# Records for processing
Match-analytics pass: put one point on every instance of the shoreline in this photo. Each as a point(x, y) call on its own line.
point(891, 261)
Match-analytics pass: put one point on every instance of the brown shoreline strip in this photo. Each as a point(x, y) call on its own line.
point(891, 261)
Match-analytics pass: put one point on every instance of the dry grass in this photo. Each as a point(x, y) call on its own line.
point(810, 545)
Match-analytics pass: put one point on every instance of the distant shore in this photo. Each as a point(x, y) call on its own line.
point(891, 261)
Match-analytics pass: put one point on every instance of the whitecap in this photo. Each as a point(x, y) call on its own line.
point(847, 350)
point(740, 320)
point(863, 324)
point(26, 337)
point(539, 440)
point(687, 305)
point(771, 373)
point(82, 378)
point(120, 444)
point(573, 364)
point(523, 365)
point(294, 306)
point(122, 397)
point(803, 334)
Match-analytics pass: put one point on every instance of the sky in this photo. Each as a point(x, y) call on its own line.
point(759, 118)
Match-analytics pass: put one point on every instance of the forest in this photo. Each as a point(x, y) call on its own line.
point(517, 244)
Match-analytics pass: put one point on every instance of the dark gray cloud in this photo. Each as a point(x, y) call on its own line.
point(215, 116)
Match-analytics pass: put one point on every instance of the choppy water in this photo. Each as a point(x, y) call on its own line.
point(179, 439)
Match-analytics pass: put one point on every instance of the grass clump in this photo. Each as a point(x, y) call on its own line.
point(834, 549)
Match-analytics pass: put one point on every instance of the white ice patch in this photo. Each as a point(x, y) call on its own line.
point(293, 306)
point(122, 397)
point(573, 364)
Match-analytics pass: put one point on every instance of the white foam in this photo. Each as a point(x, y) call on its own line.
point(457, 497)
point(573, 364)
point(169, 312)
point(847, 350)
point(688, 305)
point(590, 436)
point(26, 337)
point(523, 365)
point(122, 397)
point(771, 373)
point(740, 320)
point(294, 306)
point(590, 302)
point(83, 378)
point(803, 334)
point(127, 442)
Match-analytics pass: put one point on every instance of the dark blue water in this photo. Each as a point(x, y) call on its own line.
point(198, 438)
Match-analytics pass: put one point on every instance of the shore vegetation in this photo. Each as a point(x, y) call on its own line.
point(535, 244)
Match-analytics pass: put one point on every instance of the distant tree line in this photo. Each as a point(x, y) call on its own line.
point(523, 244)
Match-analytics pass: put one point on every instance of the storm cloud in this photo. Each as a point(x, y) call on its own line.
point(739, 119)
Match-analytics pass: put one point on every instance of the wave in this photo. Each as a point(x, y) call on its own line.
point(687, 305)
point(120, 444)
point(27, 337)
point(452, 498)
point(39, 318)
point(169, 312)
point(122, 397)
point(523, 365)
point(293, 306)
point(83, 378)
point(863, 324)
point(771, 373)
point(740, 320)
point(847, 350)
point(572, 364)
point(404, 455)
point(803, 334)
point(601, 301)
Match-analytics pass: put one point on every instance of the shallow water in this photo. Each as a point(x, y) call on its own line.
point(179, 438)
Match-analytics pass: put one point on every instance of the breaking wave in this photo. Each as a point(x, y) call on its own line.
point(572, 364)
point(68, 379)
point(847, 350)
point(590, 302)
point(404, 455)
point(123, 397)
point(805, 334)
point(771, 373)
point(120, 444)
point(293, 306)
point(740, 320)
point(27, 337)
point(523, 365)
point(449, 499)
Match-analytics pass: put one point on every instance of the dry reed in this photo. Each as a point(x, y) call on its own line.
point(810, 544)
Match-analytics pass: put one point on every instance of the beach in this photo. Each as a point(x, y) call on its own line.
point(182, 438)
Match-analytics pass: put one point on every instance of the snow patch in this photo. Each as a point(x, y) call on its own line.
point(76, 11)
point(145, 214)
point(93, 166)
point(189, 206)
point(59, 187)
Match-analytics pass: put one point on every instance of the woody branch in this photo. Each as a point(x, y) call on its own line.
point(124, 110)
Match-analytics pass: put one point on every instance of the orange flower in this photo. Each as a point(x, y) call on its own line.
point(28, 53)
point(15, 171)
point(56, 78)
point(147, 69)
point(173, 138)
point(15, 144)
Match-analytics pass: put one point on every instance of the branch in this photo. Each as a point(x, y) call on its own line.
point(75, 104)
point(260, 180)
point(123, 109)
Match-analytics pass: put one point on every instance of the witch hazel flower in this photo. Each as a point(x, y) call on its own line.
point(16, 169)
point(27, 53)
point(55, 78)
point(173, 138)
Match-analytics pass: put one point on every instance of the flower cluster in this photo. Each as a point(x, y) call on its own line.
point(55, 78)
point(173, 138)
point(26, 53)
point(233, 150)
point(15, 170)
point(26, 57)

# Your goal
Print all of the entries again, exactly as written.

# Answer to this problem
Match-analytics pass: put one point on every instance of the shoreline in this photo. Each as a point(x, y) call on its own line.
point(891, 261)
Match-analytics pass: put one point on every instance of the brown shoreline strip in this photo. Each as a point(x, y) call on its own line.
point(891, 261)
Match-analytics pass: put one point on every instance of the dry grass in this photo. Each as a point(x, y) call on its own line.
point(810, 545)
Match-analytics pass: put one point on every instance of the distant shore in this photo. Each as a point(x, y) call on its own line.
point(891, 261)
Match-analytics pass: put one point on every instance of the whitecap in this photo. Each as a point(x, y) call on its own line.
point(847, 350)
point(740, 320)
point(863, 324)
point(26, 337)
point(539, 440)
point(687, 305)
point(771, 373)
point(82, 378)
point(120, 444)
point(573, 364)
point(523, 365)
point(294, 306)
point(122, 397)
point(803, 334)
Match-analytics pass: put one point on every instance of the sky in this photo. Each as a point(x, y) call on its own line.
point(759, 118)
Match-analytics pass: put one point on every instance of the forest in this photo. Each as a point(x, y) call on its own line.
point(517, 244)
Match-analytics pass: put one point on every instance of the dark gray cloud in this photo. Each as a point(x, y) call on its own line.
point(215, 116)
Match-analytics pass: put one point on every instance of the choppy water in this photo. Each as a point(x, y) call on its own line.
point(179, 439)
Match-analytics pass: put one point on every instance of the grass clump in this photo. Each as a point(x, y) call on its own line.
point(834, 549)
Match-analytics pass: put one point on every instance of the white ice patch in this photo. Each as a point(x, y) call on its own line.
point(293, 306)
point(122, 397)
point(573, 364)
Match-analytics pass: put one point on every instance of the white foam in this photo. Each as a point(x, y) call on its own line.
point(457, 497)
point(573, 364)
point(169, 312)
point(847, 350)
point(688, 305)
point(590, 436)
point(26, 337)
point(523, 365)
point(122, 397)
point(771, 373)
point(740, 320)
point(294, 306)
point(590, 302)
point(83, 378)
point(803, 334)
point(127, 442)
Match-analytics pass: put one point on every instance of the dark blue water in this photo. Each as a point(x, y) call on its own line.
point(198, 438)
Match-analytics pass: put one point on every instance of the shore vegetation in this photo. Each as a point(x, y) call on its own line.
point(535, 244)
Match-analytics pass: put one point on every instance of the distant tree line in this photo. Each as a point(x, y) call on its own line.
point(523, 244)
Match-analytics pass: put one point on every instance of the storm cloud in this photo. Each as a point(x, y) call on its own line.
point(739, 119)
Match-analytics pass: put one point on every instance of the wave in this photo. Each as a point(x, y) call on its own line.
point(687, 305)
point(120, 444)
point(27, 337)
point(452, 498)
point(39, 318)
point(169, 312)
point(122, 397)
point(523, 365)
point(293, 306)
point(83, 378)
point(863, 324)
point(771, 373)
point(740, 320)
point(847, 350)
point(572, 364)
point(404, 455)
point(803, 334)
point(601, 301)
Match-analytics pass: put one point on every instance of the shallow water in this photo. Each as a point(x, y) call on its own line.
point(179, 438)
Match-analytics pass: put one point on every instance of the breaking wave in this photo. Each as a point(x, y) call on its own line.
point(572, 364)
point(68, 379)
point(847, 350)
point(590, 302)
point(404, 455)
point(123, 397)
point(805, 334)
point(771, 373)
point(120, 444)
point(293, 306)
point(740, 320)
point(27, 337)
point(523, 365)
point(449, 499)
Match-analytics pass: put one point on every instance of the dry reed in this photo. Each as a point(x, y) call on its own line.
point(810, 544)
Match-analytics pass: put one point on every instance of the beach in this photo. Each as a point(x, y) call on its own line.
point(182, 438)
Match-analytics pass: put one point on every instance of the snow patch in this photo. Each as a point(x, y) call on its own line.
point(76, 11)
point(145, 214)
point(93, 166)
point(189, 206)
point(59, 187)
Match-analytics pass: put one point on every instance of the woody branch in this photo. Each as a point(x, y) call on its own line.
point(124, 110)
Match-analytics pass: put one point on every instance of the orange flower in this photo. Each as a point(x, y) call on its own line.
point(28, 53)
point(15, 171)
point(56, 78)
point(147, 69)
point(173, 138)
point(15, 144)
Match-analytics pass: put one point on every instance of the branch in this photo. Each as a point(x, y) call on its own line.
point(75, 104)
point(260, 180)
point(123, 109)
Match-analytics pass: put one point on every instance of the witch hazel flower in this photo. Each as a point(x, y) call on its own line.
point(16, 169)
point(27, 53)
point(55, 78)
point(173, 138)
Match-analytics pass: put one point on every instance of the flower cluster in this photo. Each as a point(x, y) call on its own line.
point(55, 78)
point(173, 138)
point(26, 53)
point(233, 150)
point(15, 170)
point(26, 57)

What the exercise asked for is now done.